## Supplied passage
____

Here's a breakdown of the announcements:
Vertex AI Search for Healthcare. Lisa O'Malley, Senior Director Product Management for Google Cloud Industry Products, said the company is looking at streamlining processes like prior authorization claims, submissions and reviews easier between providers and payers. In life sciences, O'Malley said Google Cloud is looking to reduce the administrative burden with clinical trials.
"This is really about driving insights and information to clinicians," said O'Malley.
Healthcare Data Engine v2. O'Malley said that MedLM and Google Cloud's Healthcare Data Engine v2 is moving beyond proof-of-concept to production in healthcare organizations. "We are starting to see these assistants do more complex tasks like nurses creating a handover to the next shift," said O'Malley.
Richard Clarke, Chief Analytics Officer at Highmark Health, said generative AI is part of an effort to improve experiences. "We're doing everything we can to be more proactive, personalized and enabling patients and clinicians to focus on health," he said. "In order to do that we knew we need a better digital experience, interoperability and data and AI."

____

## Assignment A
In the Google Cloud healthcare announcements, what is Richard Clarke's title at Highmark Health?
## Assignment B
Transcribe the Google Cloud healthcare announcements starting with "Here's a breakdown" and going on through "with clinical trials.".
## Assignment C
Please go on with the Google Cloud healthcare announcements from the point where they stop.

____

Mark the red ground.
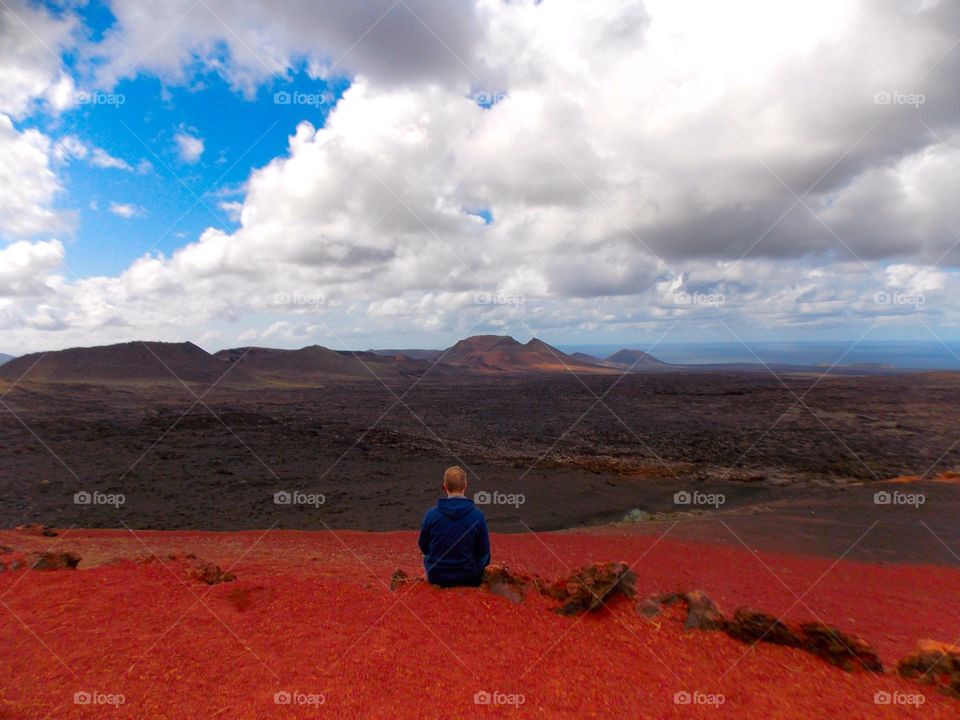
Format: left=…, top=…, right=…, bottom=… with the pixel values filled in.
left=0, top=530, right=960, bottom=720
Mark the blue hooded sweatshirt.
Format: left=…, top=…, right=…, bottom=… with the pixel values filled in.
left=419, top=497, right=490, bottom=587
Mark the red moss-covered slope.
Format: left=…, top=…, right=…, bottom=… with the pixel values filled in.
left=0, top=530, right=960, bottom=719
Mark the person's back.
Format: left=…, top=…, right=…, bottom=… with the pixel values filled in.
left=419, top=465, right=490, bottom=587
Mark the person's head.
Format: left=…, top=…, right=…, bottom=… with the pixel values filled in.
left=443, top=465, right=467, bottom=496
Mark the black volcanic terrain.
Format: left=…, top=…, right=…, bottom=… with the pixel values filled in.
left=0, top=336, right=960, bottom=559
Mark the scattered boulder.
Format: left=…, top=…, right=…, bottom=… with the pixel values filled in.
left=726, top=607, right=803, bottom=647
left=897, top=640, right=960, bottom=683
left=187, top=561, right=237, bottom=585
left=636, top=590, right=726, bottom=630
left=683, top=590, right=726, bottom=630
left=16, top=523, right=57, bottom=537
left=390, top=568, right=412, bottom=592
left=483, top=564, right=530, bottom=604
left=799, top=622, right=883, bottom=672
left=227, top=585, right=266, bottom=612
left=538, top=561, right=637, bottom=615
left=636, top=593, right=679, bottom=617
left=897, top=640, right=960, bottom=698
left=31, top=552, right=80, bottom=570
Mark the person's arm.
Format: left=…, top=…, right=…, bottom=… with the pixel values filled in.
left=417, top=510, right=430, bottom=555
left=474, top=513, right=490, bottom=570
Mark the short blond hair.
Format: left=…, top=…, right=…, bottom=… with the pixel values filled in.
left=443, top=465, right=467, bottom=492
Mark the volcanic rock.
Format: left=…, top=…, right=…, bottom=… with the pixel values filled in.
left=390, top=568, right=412, bottom=592
left=32, top=552, right=80, bottom=570
left=538, top=562, right=637, bottom=615
left=683, top=590, right=725, bottom=630
left=897, top=640, right=960, bottom=698
left=17, top=523, right=57, bottom=537
left=483, top=564, right=530, bottom=603
left=799, top=622, right=883, bottom=672
left=187, top=562, right=237, bottom=585
left=726, top=607, right=803, bottom=647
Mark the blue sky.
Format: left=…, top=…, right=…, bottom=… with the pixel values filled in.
left=0, top=0, right=960, bottom=352
left=22, top=2, right=349, bottom=277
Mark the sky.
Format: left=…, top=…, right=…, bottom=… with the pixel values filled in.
left=0, top=0, right=960, bottom=354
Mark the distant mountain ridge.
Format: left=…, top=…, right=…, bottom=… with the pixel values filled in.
left=0, top=335, right=664, bottom=387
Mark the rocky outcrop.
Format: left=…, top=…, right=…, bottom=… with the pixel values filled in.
left=30, top=551, right=80, bottom=570
left=799, top=622, right=883, bottom=672
left=726, top=608, right=803, bottom=647
left=16, top=523, right=57, bottom=537
left=636, top=590, right=726, bottom=630
left=897, top=640, right=960, bottom=698
left=483, top=564, right=531, bottom=604
left=187, top=561, right=237, bottom=585
left=537, top=561, right=637, bottom=615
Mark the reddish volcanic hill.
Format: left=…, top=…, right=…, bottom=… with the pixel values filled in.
left=442, top=335, right=611, bottom=374
left=214, top=345, right=436, bottom=384
left=607, top=349, right=667, bottom=369
left=0, top=341, right=241, bottom=384
left=0, top=530, right=960, bottom=720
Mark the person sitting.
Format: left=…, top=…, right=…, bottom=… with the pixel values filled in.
left=418, top=465, right=490, bottom=587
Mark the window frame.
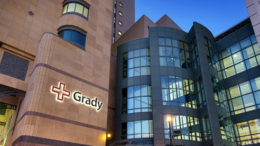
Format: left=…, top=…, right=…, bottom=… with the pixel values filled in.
left=61, top=0, right=90, bottom=20
left=58, top=26, right=87, bottom=51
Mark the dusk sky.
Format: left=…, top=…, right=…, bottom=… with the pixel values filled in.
left=135, top=0, right=248, bottom=36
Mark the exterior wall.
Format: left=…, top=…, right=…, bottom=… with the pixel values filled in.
left=0, top=0, right=113, bottom=146
left=115, top=0, right=135, bottom=42
left=244, top=0, right=260, bottom=46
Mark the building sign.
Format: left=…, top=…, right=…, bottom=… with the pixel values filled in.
left=51, top=82, right=103, bottom=112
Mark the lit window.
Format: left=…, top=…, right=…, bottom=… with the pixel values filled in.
left=58, top=28, right=86, bottom=50
left=62, top=0, right=89, bottom=19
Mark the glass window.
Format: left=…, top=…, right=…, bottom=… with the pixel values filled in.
left=235, top=62, right=246, bottom=74
left=229, top=86, right=240, bottom=98
left=230, top=43, right=240, bottom=53
left=240, top=38, right=251, bottom=49
left=245, top=57, right=257, bottom=69
left=62, top=2, right=89, bottom=18
left=232, top=52, right=243, bottom=64
left=58, top=30, right=86, bottom=50
left=243, top=46, right=254, bottom=59
left=239, top=82, right=252, bottom=95
left=250, top=77, right=260, bottom=91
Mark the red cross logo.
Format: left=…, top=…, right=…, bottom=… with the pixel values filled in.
left=51, top=82, right=70, bottom=102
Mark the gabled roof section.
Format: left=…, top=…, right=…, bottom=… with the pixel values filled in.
left=156, top=14, right=183, bottom=31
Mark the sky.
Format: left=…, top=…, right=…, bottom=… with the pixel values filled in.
left=135, top=0, right=249, bottom=36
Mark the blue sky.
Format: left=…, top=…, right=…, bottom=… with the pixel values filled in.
left=135, top=0, right=248, bottom=36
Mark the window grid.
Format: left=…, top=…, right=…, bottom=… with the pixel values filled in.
left=123, top=48, right=150, bottom=78
left=164, top=115, right=202, bottom=142
left=226, top=77, right=260, bottom=115
left=234, top=119, right=260, bottom=145
left=161, top=76, right=197, bottom=109
left=62, top=2, right=89, bottom=19
left=158, top=38, right=190, bottom=68
left=121, top=120, right=153, bottom=139
left=122, top=85, right=152, bottom=114
left=219, top=35, right=260, bottom=78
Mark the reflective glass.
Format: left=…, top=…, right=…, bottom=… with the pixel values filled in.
left=240, top=38, right=251, bottom=49
left=83, top=8, right=88, bottom=17
left=250, top=77, right=260, bottom=91
left=230, top=43, right=240, bottom=53
left=68, top=3, right=75, bottom=12
left=75, top=4, right=83, bottom=14
left=245, top=57, right=257, bottom=69
left=232, top=52, right=243, bottom=64
left=243, top=46, right=254, bottom=59
left=239, top=82, right=252, bottom=95
left=235, top=62, right=246, bottom=74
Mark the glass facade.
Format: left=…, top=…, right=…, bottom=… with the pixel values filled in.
left=158, top=38, right=190, bottom=68
left=234, top=119, right=260, bottom=145
left=161, top=76, right=197, bottom=109
left=62, top=2, right=89, bottom=18
left=226, top=77, right=260, bottom=115
left=122, top=85, right=152, bottom=114
left=121, top=120, right=153, bottom=139
left=219, top=35, right=260, bottom=78
left=123, top=48, right=150, bottom=78
left=164, top=115, right=202, bottom=141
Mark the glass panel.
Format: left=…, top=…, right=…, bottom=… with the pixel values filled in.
left=62, top=4, right=68, bottom=14
left=160, top=57, right=167, bottom=66
left=239, top=82, right=252, bottom=95
left=83, top=8, right=88, bottom=17
left=63, top=30, right=71, bottom=41
left=221, top=48, right=231, bottom=58
left=253, top=43, right=260, bottom=54
left=235, top=62, right=246, bottom=74
left=159, top=47, right=166, bottom=56
left=250, top=77, right=260, bottom=91
left=242, top=94, right=255, bottom=107
left=173, top=48, right=180, bottom=58
left=243, top=46, right=254, bottom=59
left=232, top=52, right=243, bottom=64
left=127, top=122, right=134, bottom=134
left=237, top=122, right=250, bottom=136
left=158, top=38, right=165, bottom=45
left=223, top=57, right=233, bottom=68
left=68, top=3, right=75, bottom=12
left=172, top=39, right=179, bottom=47
left=75, top=4, right=83, bottom=14
left=229, top=86, right=240, bottom=98
left=230, top=43, right=240, bottom=53
left=70, top=31, right=80, bottom=44
left=165, top=47, right=173, bottom=56
left=248, top=119, right=260, bottom=134
left=225, top=66, right=235, bottom=78
left=245, top=57, right=257, bottom=69
left=165, top=38, right=172, bottom=46
left=240, top=38, right=251, bottom=49
left=161, top=76, right=168, bottom=88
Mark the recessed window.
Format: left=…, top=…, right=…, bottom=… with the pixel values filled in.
left=118, top=31, right=122, bottom=35
left=62, top=0, right=89, bottom=19
left=58, top=27, right=86, bottom=50
left=0, top=52, right=29, bottom=81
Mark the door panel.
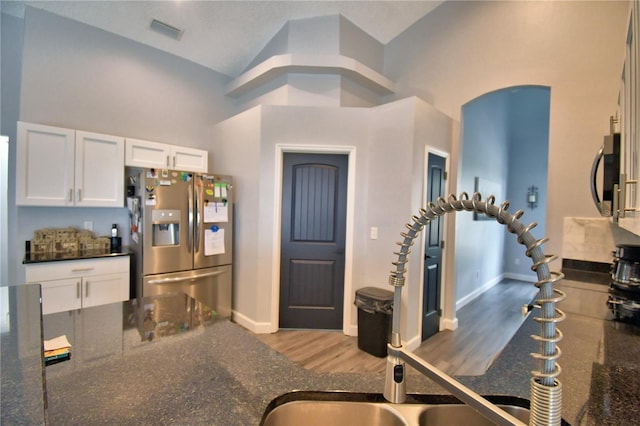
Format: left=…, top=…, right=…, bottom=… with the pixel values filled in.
left=422, top=153, right=445, bottom=340
left=280, top=153, right=348, bottom=329
left=140, top=169, right=193, bottom=275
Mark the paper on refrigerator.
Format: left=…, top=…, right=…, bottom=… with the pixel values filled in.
left=204, top=228, right=225, bottom=256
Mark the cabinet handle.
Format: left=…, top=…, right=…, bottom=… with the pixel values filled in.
left=71, top=267, right=94, bottom=272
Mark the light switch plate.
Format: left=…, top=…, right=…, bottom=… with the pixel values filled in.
left=369, top=226, right=378, bottom=240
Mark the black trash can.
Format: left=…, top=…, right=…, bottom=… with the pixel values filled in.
left=354, top=287, right=393, bottom=358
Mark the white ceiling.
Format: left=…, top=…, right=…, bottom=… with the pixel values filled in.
left=2, top=0, right=442, bottom=77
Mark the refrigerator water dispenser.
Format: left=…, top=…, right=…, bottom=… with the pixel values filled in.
left=151, top=210, right=180, bottom=246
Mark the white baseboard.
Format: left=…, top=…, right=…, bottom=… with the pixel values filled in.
left=504, top=272, right=538, bottom=283
left=440, top=318, right=458, bottom=331
left=456, top=274, right=504, bottom=311
left=232, top=311, right=278, bottom=334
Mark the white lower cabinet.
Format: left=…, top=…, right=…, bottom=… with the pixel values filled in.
left=25, top=256, right=129, bottom=315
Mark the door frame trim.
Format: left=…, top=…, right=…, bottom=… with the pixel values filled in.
left=418, top=144, right=455, bottom=340
left=271, top=144, right=357, bottom=336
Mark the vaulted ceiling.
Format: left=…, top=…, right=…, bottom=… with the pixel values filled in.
left=1, top=0, right=442, bottom=77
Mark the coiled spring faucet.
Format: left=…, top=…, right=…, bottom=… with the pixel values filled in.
left=384, top=192, right=565, bottom=425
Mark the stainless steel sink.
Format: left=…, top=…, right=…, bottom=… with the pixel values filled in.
left=261, top=392, right=529, bottom=426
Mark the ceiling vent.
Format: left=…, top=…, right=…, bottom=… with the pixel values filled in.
left=151, top=19, right=184, bottom=40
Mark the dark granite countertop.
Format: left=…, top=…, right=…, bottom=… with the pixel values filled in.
left=2, top=285, right=640, bottom=425
left=22, top=247, right=133, bottom=264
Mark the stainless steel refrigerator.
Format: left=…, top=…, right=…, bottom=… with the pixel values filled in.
left=127, top=169, right=233, bottom=317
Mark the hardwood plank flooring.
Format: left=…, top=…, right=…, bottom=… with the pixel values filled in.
left=256, top=280, right=537, bottom=376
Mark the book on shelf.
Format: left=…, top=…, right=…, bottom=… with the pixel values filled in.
left=44, top=335, right=71, bottom=365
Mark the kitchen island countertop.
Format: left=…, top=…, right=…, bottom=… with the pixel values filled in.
left=2, top=285, right=640, bottom=425
left=22, top=247, right=133, bottom=265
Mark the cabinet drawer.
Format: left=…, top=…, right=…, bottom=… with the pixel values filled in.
left=25, top=256, right=129, bottom=283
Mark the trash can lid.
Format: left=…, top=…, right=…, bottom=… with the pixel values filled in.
left=356, top=287, right=393, bottom=302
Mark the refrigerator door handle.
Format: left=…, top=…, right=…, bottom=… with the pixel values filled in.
left=147, top=271, right=225, bottom=284
left=187, top=183, right=193, bottom=253
left=591, top=146, right=604, bottom=216
left=193, top=188, right=201, bottom=253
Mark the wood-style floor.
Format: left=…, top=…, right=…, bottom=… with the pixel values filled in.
left=256, top=280, right=537, bottom=376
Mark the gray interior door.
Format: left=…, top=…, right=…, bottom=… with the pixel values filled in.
left=280, top=153, right=348, bottom=329
left=422, top=153, right=445, bottom=341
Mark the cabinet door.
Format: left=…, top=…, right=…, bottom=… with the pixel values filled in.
left=82, top=274, right=129, bottom=308
left=170, top=146, right=209, bottom=173
left=16, top=122, right=75, bottom=206
left=75, top=131, right=124, bottom=207
left=125, top=138, right=171, bottom=169
left=619, top=1, right=640, bottom=235
left=41, top=278, right=82, bottom=315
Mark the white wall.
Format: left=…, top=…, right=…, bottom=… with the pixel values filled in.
left=504, top=86, right=559, bottom=281
left=455, top=91, right=509, bottom=305
left=385, top=1, right=630, bottom=270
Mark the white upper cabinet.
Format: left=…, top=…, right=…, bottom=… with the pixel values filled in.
left=125, top=138, right=209, bottom=173
left=75, top=131, right=124, bottom=207
left=16, top=122, right=75, bottom=206
left=16, top=122, right=124, bottom=207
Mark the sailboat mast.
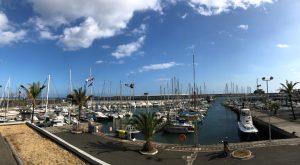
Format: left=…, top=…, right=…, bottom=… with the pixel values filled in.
left=4, top=77, right=10, bottom=119
left=90, top=68, right=93, bottom=110
left=193, top=49, right=196, bottom=111
left=69, top=69, right=73, bottom=94
left=45, top=74, right=50, bottom=114
left=193, top=48, right=198, bottom=147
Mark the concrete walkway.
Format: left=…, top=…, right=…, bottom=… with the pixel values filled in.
left=56, top=132, right=300, bottom=165
left=0, top=135, right=17, bottom=165
left=251, top=111, right=300, bottom=137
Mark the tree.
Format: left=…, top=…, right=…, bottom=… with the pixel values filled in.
left=67, top=87, right=92, bottom=121
left=130, top=112, right=163, bottom=154
left=280, top=80, right=299, bottom=120
left=20, top=81, right=46, bottom=123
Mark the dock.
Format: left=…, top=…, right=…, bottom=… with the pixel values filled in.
left=251, top=111, right=300, bottom=138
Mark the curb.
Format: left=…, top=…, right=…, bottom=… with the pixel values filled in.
left=94, top=132, right=300, bottom=152
left=26, top=122, right=110, bottom=165
left=4, top=137, right=23, bottom=165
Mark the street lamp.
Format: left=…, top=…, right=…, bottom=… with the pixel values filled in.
left=262, top=76, right=273, bottom=141
left=144, top=92, right=149, bottom=113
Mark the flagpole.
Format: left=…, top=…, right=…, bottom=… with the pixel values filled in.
left=90, top=68, right=93, bottom=110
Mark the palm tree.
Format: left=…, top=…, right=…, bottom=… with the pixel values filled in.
left=280, top=80, right=299, bottom=120
left=20, top=81, right=46, bottom=123
left=130, top=112, right=163, bottom=154
left=67, top=87, right=92, bottom=121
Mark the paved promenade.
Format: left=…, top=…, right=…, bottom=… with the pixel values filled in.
left=56, top=132, right=300, bottom=165
left=251, top=111, right=300, bottom=137
left=0, top=135, right=17, bottom=165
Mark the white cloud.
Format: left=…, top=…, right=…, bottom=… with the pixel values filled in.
left=29, top=0, right=161, bottom=50
left=237, top=24, right=249, bottom=31
left=276, top=44, right=289, bottom=48
left=96, top=60, right=104, bottom=64
left=0, top=11, right=26, bottom=45
left=59, top=17, right=115, bottom=50
left=0, top=11, right=8, bottom=30
left=188, top=0, right=273, bottom=16
left=155, top=78, right=171, bottom=82
left=139, top=62, right=178, bottom=72
left=101, top=45, right=110, bottom=49
left=40, top=31, right=59, bottom=40
left=181, top=13, right=188, bottom=19
left=132, top=24, right=147, bottom=35
left=112, top=36, right=145, bottom=59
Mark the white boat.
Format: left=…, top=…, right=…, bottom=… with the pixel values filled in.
left=94, top=112, right=108, bottom=120
left=0, top=117, right=8, bottom=123
left=238, top=108, right=258, bottom=138
left=52, top=115, right=66, bottom=127
left=164, top=122, right=195, bottom=134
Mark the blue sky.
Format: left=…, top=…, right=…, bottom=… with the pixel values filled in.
left=0, top=0, right=300, bottom=96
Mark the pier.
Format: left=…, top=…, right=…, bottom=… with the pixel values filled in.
left=251, top=111, right=300, bottom=138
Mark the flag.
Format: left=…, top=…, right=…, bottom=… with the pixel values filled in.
left=85, top=76, right=95, bottom=87
left=125, top=83, right=134, bottom=88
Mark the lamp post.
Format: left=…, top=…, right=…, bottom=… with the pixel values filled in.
left=144, top=92, right=149, bottom=113
left=262, top=76, right=273, bottom=141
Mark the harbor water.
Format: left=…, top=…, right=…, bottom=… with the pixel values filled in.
left=102, top=98, right=246, bottom=145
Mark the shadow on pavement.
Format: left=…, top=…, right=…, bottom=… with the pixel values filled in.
left=86, top=141, right=139, bottom=154
left=206, top=151, right=228, bottom=161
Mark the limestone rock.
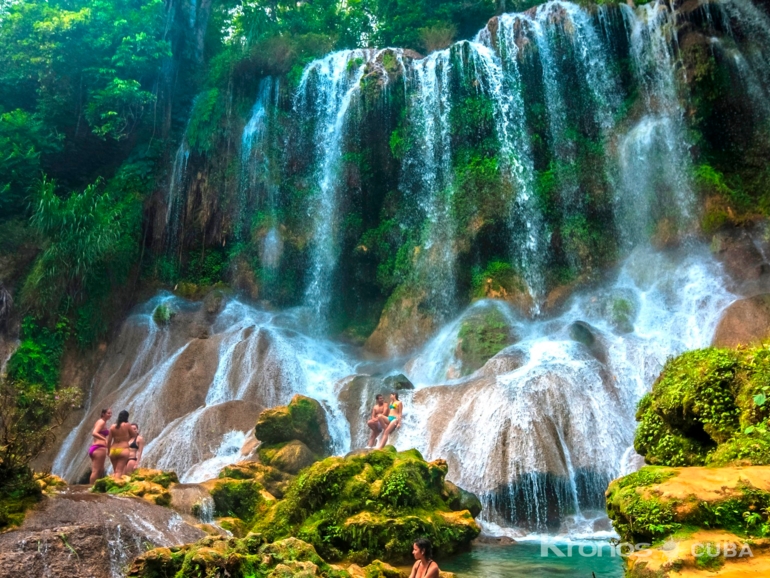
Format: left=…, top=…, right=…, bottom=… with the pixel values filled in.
left=711, top=294, right=770, bottom=347
left=455, top=306, right=518, bottom=375
left=254, top=394, right=332, bottom=455
left=607, top=466, right=770, bottom=578
left=365, top=289, right=436, bottom=356
left=259, top=440, right=318, bottom=474
left=0, top=488, right=205, bottom=578
left=253, top=446, right=479, bottom=564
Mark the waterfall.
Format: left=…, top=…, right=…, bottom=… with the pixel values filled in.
left=396, top=242, right=734, bottom=536
left=54, top=0, right=770, bottom=536
left=295, top=50, right=375, bottom=327
left=615, top=1, right=694, bottom=246
left=236, top=76, right=280, bottom=248
left=402, top=50, right=455, bottom=318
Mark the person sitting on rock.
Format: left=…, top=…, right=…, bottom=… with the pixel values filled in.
left=409, top=538, right=440, bottom=578
left=377, top=391, right=404, bottom=450
left=88, top=409, right=112, bottom=486
left=107, top=409, right=131, bottom=480
left=125, top=423, right=144, bottom=476
left=366, top=393, right=388, bottom=448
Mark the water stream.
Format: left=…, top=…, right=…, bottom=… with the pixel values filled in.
left=53, top=0, right=770, bottom=540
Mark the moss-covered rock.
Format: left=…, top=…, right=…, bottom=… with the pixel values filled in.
left=607, top=466, right=770, bottom=544
left=253, top=448, right=479, bottom=563
left=259, top=440, right=319, bottom=474
left=207, top=478, right=276, bottom=524
left=128, top=534, right=350, bottom=578
left=634, top=346, right=770, bottom=466
left=219, top=461, right=294, bottom=499
left=91, top=468, right=179, bottom=506
left=607, top=466, right=770, bottom=578
left=254, top=394, right=332, bottom=456
left=455, top=305, right=517, bottom=375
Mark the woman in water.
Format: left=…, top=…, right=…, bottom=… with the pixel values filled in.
left=377, top=391, right=404, bottom=450
left=88, top=409, right=112, bottom=486
left=107, top=409, right=131, bottom=480
left=409, top=538, right=440, bottom=578
left=125, top=423, right=144, bottom=476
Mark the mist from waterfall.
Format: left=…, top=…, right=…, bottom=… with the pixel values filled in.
left=295, top=50, right=374, bottom=327
left=53, top=0, right=770, bottom=537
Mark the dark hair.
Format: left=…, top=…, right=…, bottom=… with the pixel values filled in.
left=115, top=409, right=128, bottom=427
left=414, top=538, right=433, bottom=560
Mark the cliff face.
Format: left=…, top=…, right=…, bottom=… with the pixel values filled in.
left=151, top=0, right=768, bottom=342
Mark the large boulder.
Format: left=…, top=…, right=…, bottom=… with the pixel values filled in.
left=0, top=488, right=205, bottom=578
left=634, top=346, right=770, bottom=466
left=254, top=394, right=332, bottom=456
left=455, top=305, right=518, bottom=375
left=711, top=294, right=770, bottom=347
left=253, top=446, right=480, bottom=563
left=365, top=288, right=437, bottom=356
left=259, top=440, right=319, bottom=474
left=606, top=466, right=770, bottom=578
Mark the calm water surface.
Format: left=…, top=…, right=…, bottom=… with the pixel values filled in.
left=441, top=542, right=623, bottom=578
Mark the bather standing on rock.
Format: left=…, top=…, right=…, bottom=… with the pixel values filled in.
left=88, top=409, right=112, bottom=486
left=377, top=391, right=404, bottom=450
left=107, top=409, right=131, bottom=480
left=125, top=423, right=144, bottom=476
left=366, top=393, right=388, bottom=448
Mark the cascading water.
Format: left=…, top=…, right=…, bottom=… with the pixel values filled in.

____

## Output A
Chief Analytics Officer

## Output B
Here's a breakdown of the announcements:
Vertex AI Search for Healthcare. Lisa O'Malley, Senior Director Product Management for Google Cloud Industry Products, said the company is looking at streamlining processes like prior authorization claims, submissions and reviews easier between providers and payers. In life sciences, O'Malley said Google Cloud is looking to reduce the administrative burden with clinical trials.

## Output C
Clarke said the Google Cloud healthcare tools are building blocks to create better outcomes. For instance, Highmark is using Vertex AI and Healthcare Data Engine to connect the dots between Epic, an electronic medical record system, survey, records and systems of engagement to provide insights and proactive interventions.
"This next best action system is leveraging Vertex for more than 700 billion data points across our entire population to identify next best actions," said Clarke. "We see that growing substantially as we onboard new data sources."
In the second quarter, Highmark will use Google Cloud to create a learning healthcare system, which is a closed loop system that will collect information from Epic and other systems and make recommendations. "It will be rolled out by the end of the second quarter," said Clarke. "I think we're finally getting past is we're data rich and insight poor. It is a use case rich environment. The challenge has been scale."